Exercise goal: Quote the listing below in its entirety, omitting every image.

Information supplied:

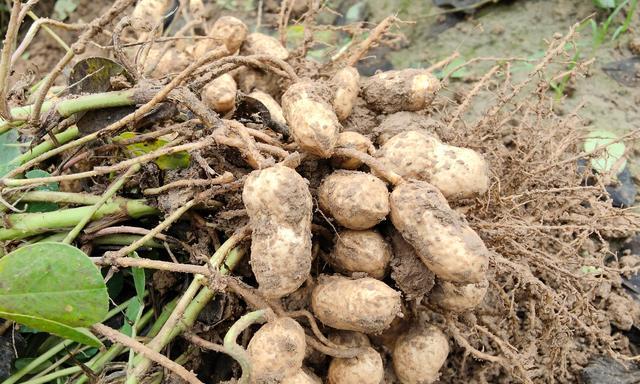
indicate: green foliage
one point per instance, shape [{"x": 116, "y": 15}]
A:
[
  {"x": 605, "y": 4},
  {"x": 600, "y": 32},
  {"x": 55, "y": 288},
  {"x": 41, "y": 206},
  {"x": 63, "y": 8},
  {"x": 174, "y": 161},
  {"x": 612, "y": 155},
  {"x": 9, "y": 150}
]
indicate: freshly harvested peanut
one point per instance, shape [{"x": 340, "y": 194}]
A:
[
  {"x": 364, "y": 305},
  {"x": 352, "y": 140},
  {"x": 366, "y": 368},
  {"x": 261, "y": 44},
  {"x": 230, "y": 31},
  {"x": 220, "y": 94},
  {"x": 442, "y": 239},
  {"x": 357, "y": 200},
  {"x": 279, "y": 207},
  {"x": 401, "y": 90},
  {"x": 458, "y": 173},
  {"x": 269, "y": 102},
  {"x": 345, "y": 84},
  {"x": 405, "y": 121},
  {"x": 419, "y": 354},
  {"x": 276, "y": 351},
  {"x": 313, "y": 123},
  {"x": 148, "y": 13},
  {"x": 361, "y": 251},
  {"x": 458, "y": 298},
  {"x": 302, "y": 377}
]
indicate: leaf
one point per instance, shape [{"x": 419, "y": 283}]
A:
[
  {"x": 610, "y": 156},
  {"x": 63, "y": 8},
  {"x": 24, "y": 361},
  {"x": 180, "y": 160},
  {"x": 9, "y": 150},
  {"x": 138, "y": 280},
  {"x": 80, "y": 335},
  {"x": 93, "y": 75},
  {"x": 53, "y": 287}
]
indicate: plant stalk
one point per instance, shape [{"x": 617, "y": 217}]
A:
[{"x": 21, "y": 225}]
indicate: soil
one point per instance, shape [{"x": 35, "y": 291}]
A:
[{"x": 544, "y": 318}]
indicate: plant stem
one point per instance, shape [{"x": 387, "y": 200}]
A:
[
  {"x": 159, "y": 228},
  {"x": 53, "y": 35},
  {"x": 124, "y": 239},
  {"x": 61, "y": 197},
  {"x": 21, "y": 225},
  {"x": 35, "y": 363},
  {"x": 116, "y": 349},
  {"x": 206, "y": 294},
  {"x": 236, "y": 351},
  {"x": 68, "y": 107},
  {"x": 62, "y": 137},
  {"x": 108, "y": 194}
]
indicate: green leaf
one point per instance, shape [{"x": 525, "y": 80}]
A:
[
  {"x": 605, "y": 4},
  {"x": 130, "y": 316},
  {"x": 8, "y": 151},
  {"x": 24, "y": 361},
  {"x": 53, "y": 287},
  {"x": 612, "y": 154},
  {"x": 180, "y": 160},
  {"x": 63, "y": 8},
  {"x": 80, "y": 335}
]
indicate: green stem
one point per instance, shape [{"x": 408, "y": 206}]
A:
[
  {"x": 117, "y": 349},
  {"x": 196, "y": 306},
  {"x": 125, "y": 239},
  {"x": 65, "y": 197},
  {"x": 50, "y": 32},
  {"x": 53, "y": 375},
  {"x": 68, "y": 107},
  {"x": 236, "y": 351},
  {"x": 108, "y": 194},
  {"x": 62, "y": 137},
  {"x": 21, "y": 225},
  {"x": 35, "y": 363}
]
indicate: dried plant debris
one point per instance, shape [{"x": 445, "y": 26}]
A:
[{"x": 268, "y": 189}]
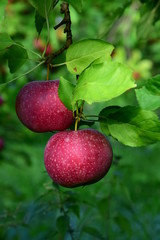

Expected output:
indicate: green foliage
one point per instance, shape [{"x": 116, "y": 15}]
A:
[
  {"x": 605, "y": 4},
  {"x": 600, "y": 32},
  {"x": 55, "y": 288},
  {"x": 41, "y": 206},
  {"x": 63, "y": 8},
  {"x": 174, "y": 161},
  {"x": 612, "y": 155},
  {"x": 9, "y": 150}
]
indicate: freshly harvested peanut
one point per instance, shape [{"x": 340, "y": 194}]
A:
[
  {"x": 364, "y": 305},
  {"x": 352, "y": 140},
  {"x": 366, "y": 368},
  {"x": 261, "y": 44},
  {"x": 230, "y": 31},
  {"x": 220, "y": 94},
  {"x": 442, "y": 239},
  {"x": 357, "y": 200},
  {"x": 279, "y": 207},
  {"x": 401, "y": 90},
  {"x": 458, "y": 173},
  {"x": 269, "y": 102},
  {"x": 345, "y": 84},
  {"x": 405, "y": 121},
  {"x": 419, "y": 354},
  {"x": 276, "y": 351},
  {"x": 313, "y": 123},
  {"x": 148, "y": 13},
  {"x": 361, "y": 251},
  {"x": 458, "y": 298},
  {"x": 302, "y": 377}
]
indicate: leaf
one point per instance, shape [{"x": 419, "y": 283}]
A:
[
  {"x": 610, "y": 156},
  {"x": 63, "y": 8},
  {"x": 24, "y": 361},
  {"x": 180, "y": 160},
  {"x": 9, "y": 150},
  {"x": 138, "y": 280},
  {"x": 80, "y": 335},
  {"x": 93, "y": 75},
  {"x": 53, "y": 287}
]
indicate: plant stalk
one point per instance, shape [{"x": 617, "y": 217}]
A:
[{"x": 21, "y": 225}]
indicate: soil
one point per instance, shape [{"x": 35, "y": 291}]
A:
[{"x": 544, "y": 318}]
indicate: plant stem
one point per instance, shape [{"x": 387, "y": 200}]
A:
[
  {"x": 159, "y": 228},
  {"x": 53, "y": 35},
  {"x": 124, "y": 239},
  {"x": 61, "y": 197},
  {"x": 21, "y": 225},
  {"x": 35, "y": 363},
  {"x": 116, "y": 349},
  {"x": 206, "y": 294},
  {"x": 236, "y": 351},
  {"x": 68, "y": 107},
  {"x": 62, "y": 137},
  {"x": 108, "y": 194}
]
indicate: green leaf
one point per instance, shape [{"x": 525, "y": 80}]
A:
[
  {"x": 605, "y": 4},
  {"x": 130, "y": 316},
  {"x": 8, "y": 151},
  {"x": 24, "y": 361},
  {"x": 53, "y": 287},
  {"x": 612, "y": 154},
  {"x": 180, "y": 160},
  {"x": 63, "y": 8},
  {"x": 80, "y": 335}
]
indicate: green stem
one point per instance, shape [{"x": 408, "y": 206}]
A:
[
  {"x": 117, "y": 349},
  {"x": 196, "y": 306},
  {"x": 125, "y": 239},
  {"x": 65, "y": 197},
  {"x": 50, "y": 32},
  {"x": 53, "y": 375},
  {"x": 68, "y": 107},
  {"x": 236, "y": 351},
  {"x": 108, "y": 194},
  {"x": 62, "y": 137},
  {"x": 21, "y": 225},
  {"x": 35, "y": 363}
]
indicate: dried plant debris
one point per instance, shape [{"x": 445, "y": 26}]
A:
[{"x": 268, "y": 189}]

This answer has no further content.